[INFORMATION PROVIDED start]

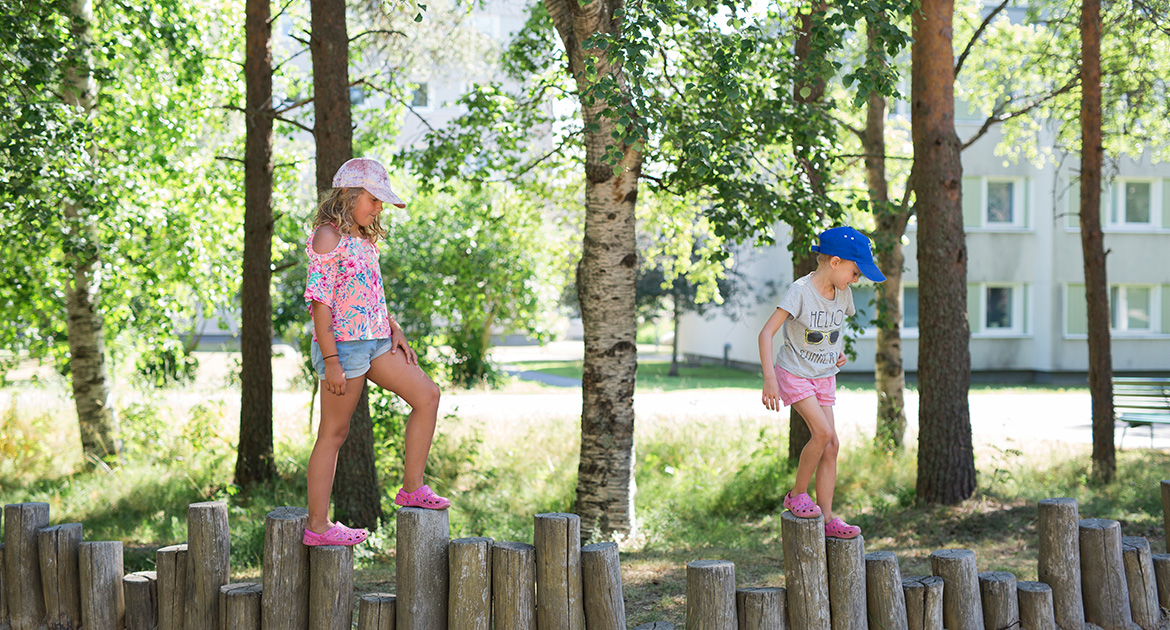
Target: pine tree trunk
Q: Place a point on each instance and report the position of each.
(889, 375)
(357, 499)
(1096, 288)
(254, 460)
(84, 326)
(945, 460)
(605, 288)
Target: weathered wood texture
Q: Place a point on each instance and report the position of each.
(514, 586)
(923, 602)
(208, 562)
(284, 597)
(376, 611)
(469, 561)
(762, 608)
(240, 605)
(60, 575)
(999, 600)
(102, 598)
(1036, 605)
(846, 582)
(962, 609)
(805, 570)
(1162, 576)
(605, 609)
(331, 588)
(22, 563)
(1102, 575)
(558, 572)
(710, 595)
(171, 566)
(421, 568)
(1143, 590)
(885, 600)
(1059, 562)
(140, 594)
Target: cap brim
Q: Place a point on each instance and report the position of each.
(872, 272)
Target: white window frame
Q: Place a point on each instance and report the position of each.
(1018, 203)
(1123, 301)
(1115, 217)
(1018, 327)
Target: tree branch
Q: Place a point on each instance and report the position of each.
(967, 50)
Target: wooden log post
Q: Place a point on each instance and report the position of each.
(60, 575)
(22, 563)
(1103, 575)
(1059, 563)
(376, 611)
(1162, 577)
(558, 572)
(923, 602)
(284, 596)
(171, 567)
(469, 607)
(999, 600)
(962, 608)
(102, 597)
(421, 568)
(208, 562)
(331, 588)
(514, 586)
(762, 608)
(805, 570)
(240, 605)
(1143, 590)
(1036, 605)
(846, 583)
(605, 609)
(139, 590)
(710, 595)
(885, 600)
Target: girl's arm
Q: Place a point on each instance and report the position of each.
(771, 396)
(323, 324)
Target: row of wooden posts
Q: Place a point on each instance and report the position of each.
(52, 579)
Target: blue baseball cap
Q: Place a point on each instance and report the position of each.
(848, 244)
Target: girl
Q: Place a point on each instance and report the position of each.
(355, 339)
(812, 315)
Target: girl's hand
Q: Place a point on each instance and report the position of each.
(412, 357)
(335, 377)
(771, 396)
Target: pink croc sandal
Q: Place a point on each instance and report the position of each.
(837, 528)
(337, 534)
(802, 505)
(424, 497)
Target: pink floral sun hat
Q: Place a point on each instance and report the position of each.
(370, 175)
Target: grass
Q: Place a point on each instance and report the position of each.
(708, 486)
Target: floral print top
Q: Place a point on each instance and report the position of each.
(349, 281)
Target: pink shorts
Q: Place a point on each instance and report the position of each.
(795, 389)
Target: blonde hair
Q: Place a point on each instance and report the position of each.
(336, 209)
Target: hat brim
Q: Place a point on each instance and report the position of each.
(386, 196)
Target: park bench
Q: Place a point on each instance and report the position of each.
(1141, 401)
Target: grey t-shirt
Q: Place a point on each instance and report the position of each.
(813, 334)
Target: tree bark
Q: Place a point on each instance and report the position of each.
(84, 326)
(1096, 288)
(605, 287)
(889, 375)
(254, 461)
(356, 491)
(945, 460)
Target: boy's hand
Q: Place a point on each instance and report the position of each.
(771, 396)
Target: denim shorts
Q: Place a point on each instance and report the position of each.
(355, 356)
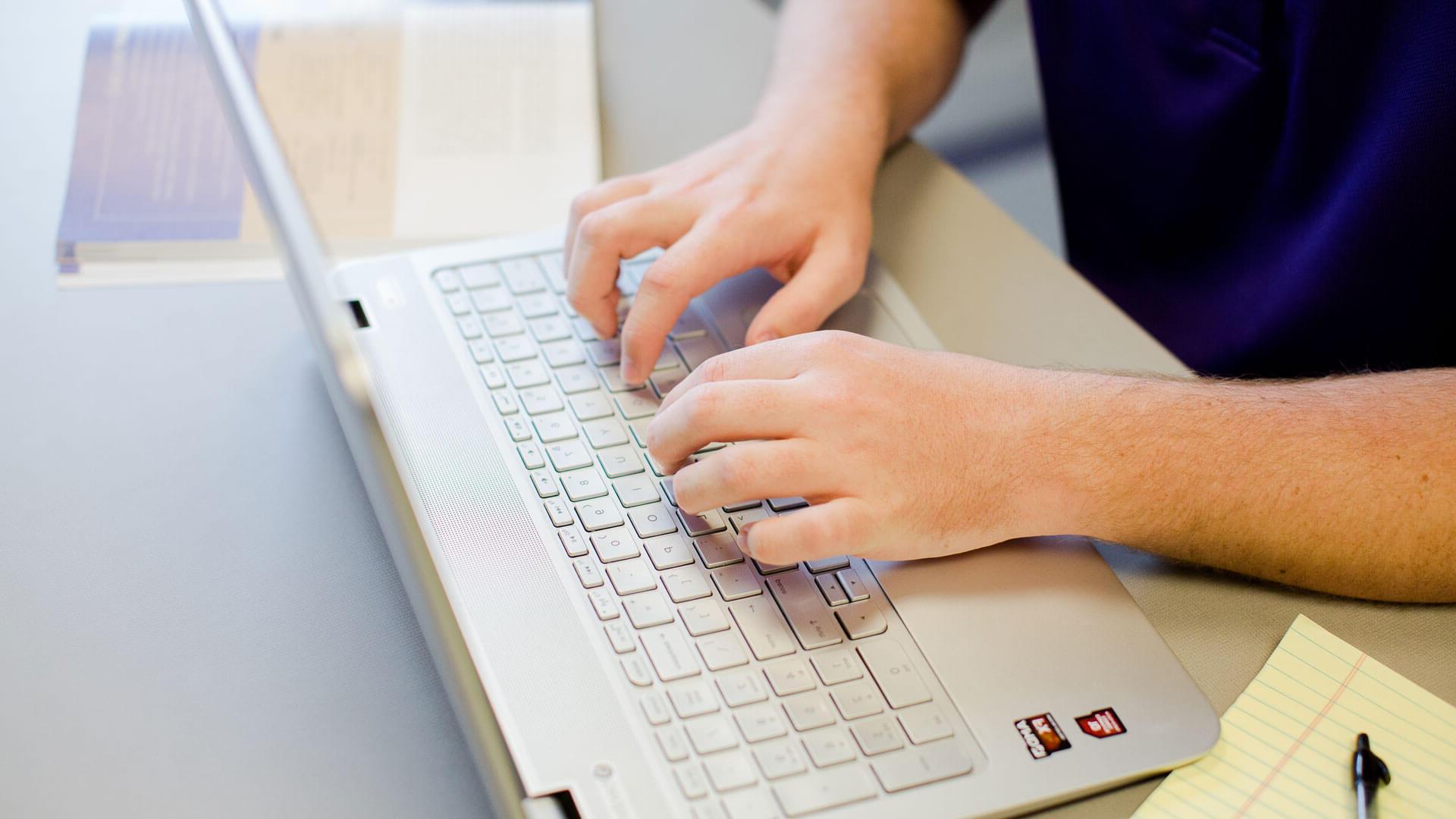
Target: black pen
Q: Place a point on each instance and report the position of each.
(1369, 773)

[INFORMATION PROVIDED end]

> [TASK PROMPT]
Rewrite the listing above as a JSON list of strings, one string per line, with blank lines left out. Omit the pictures from your answer.

> [FINAL RESULT]
[
  "Target: pine tree trunk",
  "Q: Place a point on each instance and report the position of each.",
  "(889, 375)",
  "(357, 499)",
  "(1096, 288)",
  "(254, 460)",
  "(84, 326)",
  "(945, 460)",
  "(605, 288)",
  "Target: weathered wood texture",
  "Q: Place a point on each instance and report the position of each.",
  "(514, 586)",
  "(923, 602)",
  "(208, 562)",
  "(284, 597)",
  "(376, 611)",
  "(469, 561)",
  "(762, 608)",
  "(240, 605)",
  "(60, 575)",
  "(999, 600)",
  "(102, 598)",
  "(1036, 605)",
  "(846, 582)",
  "(962, 609)",
  "(805, 570)",
  "(1162, 576)",
  "(605, 609)",
  "(331, 588)",
  "(22, 563)",
  "(1102, 575)",
  "(558, 572)",
  "(710, 595)",
  "(171, 566)",
  "(421, 568)",
  "(1143, 590)",
  "(885, 600)",
  "(1059, 562)",
  "(140, 594)",
  "Target: cap brim",
  "Q: Place a point on each instance and report the position of each.",
  "(872, 272)",
  "Target: white window frame",
  "Q: Place a point on each instance and report the position of each.",
  "(1018, 203)",
  "(1123, 301)",
  "(1115, 217)",
  "(1018, 327)",
  "Target: tree branch",
  "Q: Place a point on each instance and report the position of each.",
  "(967, 50)",
  "Target: wooden log post",
  "Q: Place a point on each instance and report the position of each.",
  "(60, 575)",
  "(22, 563)",
  "(1103, 575)",
  "(1059, 563)",
  "(376, 611)",
  "(1162, 577)",
  "(558, 572)",
  "(923, 602)",
  "(284, 596)",
  "(171, 567)",
  "(469, 607)",
  "(999, 600)",
  "(962, 608)",
  "(102, 597)",
  "(421, 568)",
  "(208, 562)",
  "(331, 588)",
  "(514, 586)",
  "(762, 608)",
  "(805, 570)",
  "(240, 605)",
  "(1143, 590)",
  "(1036, 605)",
  "(846, 583)",
  "(605, 609)",
  "(139, 590)",
  "(710, 595)",
  "(885, 600)",
  "Target: girl's arm",
  "Q: Place a point on each instance and report the position of each.",
  "(771, 396)",
  "(323, 324)",
  "Target: row of wooden posts",
  "Q: Place a point on each instance and report the position of each.",
  "(52, 579)",
  "Target: blue baseball cap",
  "Q: Place a point on each instance and report the position of each.",
  "(848, 244)",
  "Target: girl",
  "Q: Place a point on each instance and report the position of each.",
  "(355, 339)",
  "(812, 315)",
  "Target: girl's hand",
  "Q: Place a point on each instance and report the position of each.",
  "(412, 357)",
  "(335, 377)",
  "(771, 396)",
  "Target: pink croc sandal",
  "Q: Place a point on each instance and report the position of each.",
  "(837, 528)",
  "(337, 534)",
  "(802, 505)",
  "(424, 497)",
  "Target: pink floral sun hat",
  "Q: Place a point on each instance and report the position of each.",
  "(370, 175)",
  "Target: grass",
  "Q: Place a point on each instance and report the position of each.",
  "(708, 486)",
  "Target: floral print top",
  "Q: Place a point on each instance and report the position of each.",
  "(349, 281)",
  "Target: pink shorts",
  "Q: Place a point on each instance and report the position of each.",
  "(795, 389)",
  "Target: blonde hair",
  "Q: Place a point on each instance and report the position of each.",
  "(336, 209)",
  "Target: hat brim",
  "Q: Place a point on each instance and report the position of each.",
  "(386, 196)",
  "Target: park bench",
  "Q: Place a point on each instance and report the position of each.",
  "(1141, 401)",
  "Target: grey t-shirt",
  "Q: Place a point on each instance and report the position of each.",
  "(813, 334)",
  "Target: tree bark",
  "Q: Place a point on each instance and report the position of each.",
  "(84, 326)",
  "(1096, 288)",
  "(605, 287)",
  "(889, 375)",
  "(254, 461)",
  "(356, 491)",
  "(945, 460)",
  "Target: boy's hand",
  "Q: Place a point on each instance and report the position of each.",
  "(771, 396)",
  "Target: denim shorts",
  "Q: Place a point on each instance and report the position of each.",
  "(355, 356)",
  "Target: black pen",
  "Q: Place a point on each instance and report the position of each.",
  "(1369, 773)"
]